■ **Supplied passage**:
======
BACKGROUND AND PURPOSE: CTP imaging in the interventional suite could reduce delays to the start of image-guided interventions and help determine the treatment progress and end point. However, C-arms rotate slower than clinical CT scanners, making CTP challenging. We developed a cerebral CTP protocol for C-arm CBCT and evaluated it in an animal study.
MATERIALS AND METHODS: Five anesthetized swine were imaged by using C-arm CBCT and conventional CT. The C-arm rotates in 4.3 seconds plus a 1.25-second turnaround, compared with 0.5 seconds for clinical CT. Each C-arm scan had 6 continuous bidirectional sweeps. Multiple scans each with a different delay to the start of an aortic arch iodinated contrast injection and a novel image reconstruction algorithm were used to increase temporal resolution. Three different scan sets (consisting of 6, 3, or 2 scans) and 3 injection protocols (3-mL/s 100%, 3-mL/s 67%, and 6-mL/s 50% contrast concentration) were studied. CBF maps for each scan set and injection were generated. The concordance and Pearson correlation coefficients (? and r) were calculated to determine the injection providing the best match between the following: the left and right hemispheres, and CT and C-arm CBCT.
RESULTS: The highest ? and r values (both 0.92) for the left and right hemispheres were obtained by using the 6-mL 50% iodinated contrast concentration injection. The same injection gave the best match for CT and C-arm CBCT for the 6-scan set (? = 0.77, r = 0.89). Some of the 3-scan and 2-scan protocols provided matches similar to those in CT.
CONCLUSIONS: This study demonstrated that C-arm CBCT can produce CBF maps that correlate well with those from CTP.
======
■ **Information**:
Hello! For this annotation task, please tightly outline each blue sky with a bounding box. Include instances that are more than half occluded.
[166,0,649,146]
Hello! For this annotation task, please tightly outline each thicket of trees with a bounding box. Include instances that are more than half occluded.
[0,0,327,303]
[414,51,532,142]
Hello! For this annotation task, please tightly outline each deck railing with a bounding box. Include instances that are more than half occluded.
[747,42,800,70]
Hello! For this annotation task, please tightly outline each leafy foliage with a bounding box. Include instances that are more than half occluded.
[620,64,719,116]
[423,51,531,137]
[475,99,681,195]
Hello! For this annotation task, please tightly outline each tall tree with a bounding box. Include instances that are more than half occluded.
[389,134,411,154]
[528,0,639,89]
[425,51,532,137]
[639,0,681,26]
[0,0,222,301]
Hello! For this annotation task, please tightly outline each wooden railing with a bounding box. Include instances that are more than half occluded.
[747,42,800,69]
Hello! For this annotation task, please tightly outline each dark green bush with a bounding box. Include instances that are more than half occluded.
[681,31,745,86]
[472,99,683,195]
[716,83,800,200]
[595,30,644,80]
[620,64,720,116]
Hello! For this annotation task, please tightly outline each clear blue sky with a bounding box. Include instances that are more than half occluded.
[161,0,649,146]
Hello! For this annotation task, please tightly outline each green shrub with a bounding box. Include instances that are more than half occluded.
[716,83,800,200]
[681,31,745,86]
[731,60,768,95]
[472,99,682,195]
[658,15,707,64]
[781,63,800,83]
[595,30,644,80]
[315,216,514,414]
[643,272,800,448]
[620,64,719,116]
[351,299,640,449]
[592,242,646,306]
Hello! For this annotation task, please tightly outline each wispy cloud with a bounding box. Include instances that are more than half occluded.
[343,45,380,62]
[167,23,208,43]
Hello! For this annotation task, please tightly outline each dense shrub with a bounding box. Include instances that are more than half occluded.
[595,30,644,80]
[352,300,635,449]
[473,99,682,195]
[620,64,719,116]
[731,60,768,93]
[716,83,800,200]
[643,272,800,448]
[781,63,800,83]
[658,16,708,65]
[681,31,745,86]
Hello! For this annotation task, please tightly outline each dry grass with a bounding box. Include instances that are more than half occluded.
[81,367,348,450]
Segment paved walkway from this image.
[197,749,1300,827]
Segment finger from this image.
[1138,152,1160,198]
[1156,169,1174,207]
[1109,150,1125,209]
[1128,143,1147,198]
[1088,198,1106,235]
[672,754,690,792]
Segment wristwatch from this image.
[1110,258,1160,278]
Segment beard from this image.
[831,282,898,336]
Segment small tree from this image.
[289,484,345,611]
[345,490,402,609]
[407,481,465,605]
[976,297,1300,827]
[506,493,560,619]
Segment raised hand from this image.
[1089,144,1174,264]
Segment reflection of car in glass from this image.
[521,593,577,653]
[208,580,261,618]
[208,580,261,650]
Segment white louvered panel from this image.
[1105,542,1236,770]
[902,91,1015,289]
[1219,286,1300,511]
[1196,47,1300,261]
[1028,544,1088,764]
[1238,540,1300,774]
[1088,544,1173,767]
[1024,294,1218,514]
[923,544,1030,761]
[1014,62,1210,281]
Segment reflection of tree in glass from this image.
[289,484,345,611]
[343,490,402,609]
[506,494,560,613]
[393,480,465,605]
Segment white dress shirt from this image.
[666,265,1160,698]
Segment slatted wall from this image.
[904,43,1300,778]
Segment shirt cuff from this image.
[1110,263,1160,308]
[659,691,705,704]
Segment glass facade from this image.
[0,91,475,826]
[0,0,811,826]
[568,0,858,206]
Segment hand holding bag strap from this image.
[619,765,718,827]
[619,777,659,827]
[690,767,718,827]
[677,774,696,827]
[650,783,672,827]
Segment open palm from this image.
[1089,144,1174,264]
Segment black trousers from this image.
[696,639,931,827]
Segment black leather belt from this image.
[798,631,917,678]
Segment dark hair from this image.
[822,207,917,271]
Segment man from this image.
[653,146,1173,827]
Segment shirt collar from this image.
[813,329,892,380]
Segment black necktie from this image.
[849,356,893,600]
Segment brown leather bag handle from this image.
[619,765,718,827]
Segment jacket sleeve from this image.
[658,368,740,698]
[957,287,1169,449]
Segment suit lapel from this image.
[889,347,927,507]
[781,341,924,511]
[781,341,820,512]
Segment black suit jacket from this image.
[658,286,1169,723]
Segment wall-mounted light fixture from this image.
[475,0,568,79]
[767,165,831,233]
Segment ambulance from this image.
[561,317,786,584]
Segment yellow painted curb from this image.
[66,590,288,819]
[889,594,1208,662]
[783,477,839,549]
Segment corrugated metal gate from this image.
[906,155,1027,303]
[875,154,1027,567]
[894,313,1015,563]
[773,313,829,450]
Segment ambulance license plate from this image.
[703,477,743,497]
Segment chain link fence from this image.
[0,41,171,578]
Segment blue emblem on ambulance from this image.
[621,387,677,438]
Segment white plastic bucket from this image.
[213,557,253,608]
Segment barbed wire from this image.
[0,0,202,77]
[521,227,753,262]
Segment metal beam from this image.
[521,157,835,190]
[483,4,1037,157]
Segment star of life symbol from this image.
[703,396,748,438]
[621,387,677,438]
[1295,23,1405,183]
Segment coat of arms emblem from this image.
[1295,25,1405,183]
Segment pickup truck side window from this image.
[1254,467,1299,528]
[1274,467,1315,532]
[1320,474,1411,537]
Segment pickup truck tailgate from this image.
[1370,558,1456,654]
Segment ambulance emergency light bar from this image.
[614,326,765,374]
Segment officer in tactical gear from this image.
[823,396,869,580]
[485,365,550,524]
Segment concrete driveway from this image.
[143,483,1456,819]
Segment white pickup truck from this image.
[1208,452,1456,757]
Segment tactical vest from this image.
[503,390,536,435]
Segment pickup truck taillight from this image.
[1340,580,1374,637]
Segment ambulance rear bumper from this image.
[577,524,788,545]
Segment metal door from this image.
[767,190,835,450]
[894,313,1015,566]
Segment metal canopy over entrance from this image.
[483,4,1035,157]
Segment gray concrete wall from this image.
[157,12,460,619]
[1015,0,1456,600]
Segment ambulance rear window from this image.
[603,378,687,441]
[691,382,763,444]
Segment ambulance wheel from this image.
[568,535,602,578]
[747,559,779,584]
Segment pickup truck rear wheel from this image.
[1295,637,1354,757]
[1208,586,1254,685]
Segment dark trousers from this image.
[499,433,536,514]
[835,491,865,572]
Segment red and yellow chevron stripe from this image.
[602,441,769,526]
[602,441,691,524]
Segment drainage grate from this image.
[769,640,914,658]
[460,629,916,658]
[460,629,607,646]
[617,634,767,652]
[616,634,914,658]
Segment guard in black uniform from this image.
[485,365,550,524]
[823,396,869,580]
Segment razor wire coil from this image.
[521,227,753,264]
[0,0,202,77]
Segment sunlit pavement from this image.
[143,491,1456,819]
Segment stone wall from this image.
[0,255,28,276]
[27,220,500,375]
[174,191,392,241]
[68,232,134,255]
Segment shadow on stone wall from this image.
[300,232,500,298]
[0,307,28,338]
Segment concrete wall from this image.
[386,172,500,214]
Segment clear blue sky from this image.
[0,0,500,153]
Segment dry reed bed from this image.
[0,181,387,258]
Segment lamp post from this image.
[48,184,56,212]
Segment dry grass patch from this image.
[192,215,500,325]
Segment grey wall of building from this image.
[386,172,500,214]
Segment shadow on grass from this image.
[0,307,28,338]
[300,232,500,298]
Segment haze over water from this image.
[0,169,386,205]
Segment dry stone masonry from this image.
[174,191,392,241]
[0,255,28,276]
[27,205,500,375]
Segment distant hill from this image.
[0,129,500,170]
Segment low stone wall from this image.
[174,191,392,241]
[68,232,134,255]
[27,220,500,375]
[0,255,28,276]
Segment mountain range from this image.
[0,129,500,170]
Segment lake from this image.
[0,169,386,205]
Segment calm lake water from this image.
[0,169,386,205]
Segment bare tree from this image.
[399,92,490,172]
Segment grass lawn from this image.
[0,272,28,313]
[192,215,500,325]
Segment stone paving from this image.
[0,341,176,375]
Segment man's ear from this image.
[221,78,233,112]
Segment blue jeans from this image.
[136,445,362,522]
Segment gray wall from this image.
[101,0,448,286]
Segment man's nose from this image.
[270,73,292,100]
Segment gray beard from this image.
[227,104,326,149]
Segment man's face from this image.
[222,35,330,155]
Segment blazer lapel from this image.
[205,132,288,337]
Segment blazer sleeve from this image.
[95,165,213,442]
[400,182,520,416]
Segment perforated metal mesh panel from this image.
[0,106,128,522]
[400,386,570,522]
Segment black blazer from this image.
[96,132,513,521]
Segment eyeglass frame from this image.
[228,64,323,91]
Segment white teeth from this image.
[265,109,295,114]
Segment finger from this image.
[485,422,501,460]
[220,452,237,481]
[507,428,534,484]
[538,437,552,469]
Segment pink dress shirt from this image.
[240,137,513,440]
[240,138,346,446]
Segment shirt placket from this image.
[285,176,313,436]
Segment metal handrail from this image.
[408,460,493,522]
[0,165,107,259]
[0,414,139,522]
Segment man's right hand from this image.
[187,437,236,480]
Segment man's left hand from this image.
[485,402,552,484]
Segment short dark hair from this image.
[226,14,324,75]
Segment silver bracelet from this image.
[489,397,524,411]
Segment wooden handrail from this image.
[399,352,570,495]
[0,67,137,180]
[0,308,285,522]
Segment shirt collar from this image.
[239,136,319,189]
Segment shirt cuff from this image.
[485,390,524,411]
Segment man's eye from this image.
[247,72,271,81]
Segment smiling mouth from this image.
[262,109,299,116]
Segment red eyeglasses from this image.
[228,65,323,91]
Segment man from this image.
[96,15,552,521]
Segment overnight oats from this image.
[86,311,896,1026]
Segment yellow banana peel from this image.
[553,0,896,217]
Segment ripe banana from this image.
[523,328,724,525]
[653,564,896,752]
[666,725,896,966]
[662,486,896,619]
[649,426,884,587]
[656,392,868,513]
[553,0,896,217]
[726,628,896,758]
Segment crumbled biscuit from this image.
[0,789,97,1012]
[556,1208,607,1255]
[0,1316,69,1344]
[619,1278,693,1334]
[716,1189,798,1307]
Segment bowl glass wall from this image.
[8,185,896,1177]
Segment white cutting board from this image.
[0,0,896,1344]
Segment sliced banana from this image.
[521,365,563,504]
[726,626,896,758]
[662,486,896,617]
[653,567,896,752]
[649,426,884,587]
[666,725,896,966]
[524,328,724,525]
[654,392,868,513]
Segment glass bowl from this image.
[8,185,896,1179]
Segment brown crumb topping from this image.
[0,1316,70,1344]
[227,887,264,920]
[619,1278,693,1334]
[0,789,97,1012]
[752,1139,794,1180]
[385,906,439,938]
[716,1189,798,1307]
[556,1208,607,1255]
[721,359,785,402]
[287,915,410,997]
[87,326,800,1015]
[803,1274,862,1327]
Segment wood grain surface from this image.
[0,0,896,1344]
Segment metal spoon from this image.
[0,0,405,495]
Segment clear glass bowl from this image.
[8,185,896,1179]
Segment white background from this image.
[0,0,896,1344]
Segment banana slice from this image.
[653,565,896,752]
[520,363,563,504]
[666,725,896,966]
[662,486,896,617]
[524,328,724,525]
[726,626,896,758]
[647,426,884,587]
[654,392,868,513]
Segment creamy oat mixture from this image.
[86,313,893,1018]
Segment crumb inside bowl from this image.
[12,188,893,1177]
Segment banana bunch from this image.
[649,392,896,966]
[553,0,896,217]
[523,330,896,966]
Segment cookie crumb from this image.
======
■ **Using the information**:
A – List the injection protocols studied in the C-arm perfusion abstract.
B – Please copy the C-arm perfusion abstract word for word, everything from "MATERIALS AND METHODS: Five" down to "and C-arm CBCT.".
C – According to the C-arm perfusion abstract, how long does one C-arm rotation take?

■ **Task results**:
A –
3-mL/s 100% contrast concentration
3-mL/s 67% contrast concentration
6-mL/s 50% contrast concentration

B –
MATERIALS AND METHODS: Five anesthetized swine were imaged by using C-arm CBCT and conventional CT. The C-arm rotates in 4.3 seconds plus a 1.25-second turnaround, compared with 0.5 seconds for clinical CT. Each C-arm scan had 6 continuous bidirectional sweeps. Multiple scans each with a different delay to the start of an aortic arch iodinated contrast injection and a novel image reconstruction algorithm were used to increase temporal resolution. Three different scan sets (consisting of 6, 3, or 2 scans) and 3 injection protocols (3-mL/s 100%, 3-mL/s 67%, and 6-mL/s 50% contrast concentration) were studied. CBF maps for each scan set and injection were generated. The concordance and Pearson correlation coefficients (? and r) were calculated to determine the injection providing the best match between the following: the left and right hemispheres, and CT and C-arm CBCT.

C – 4.3 seconds plus a 1.25-second turnaround.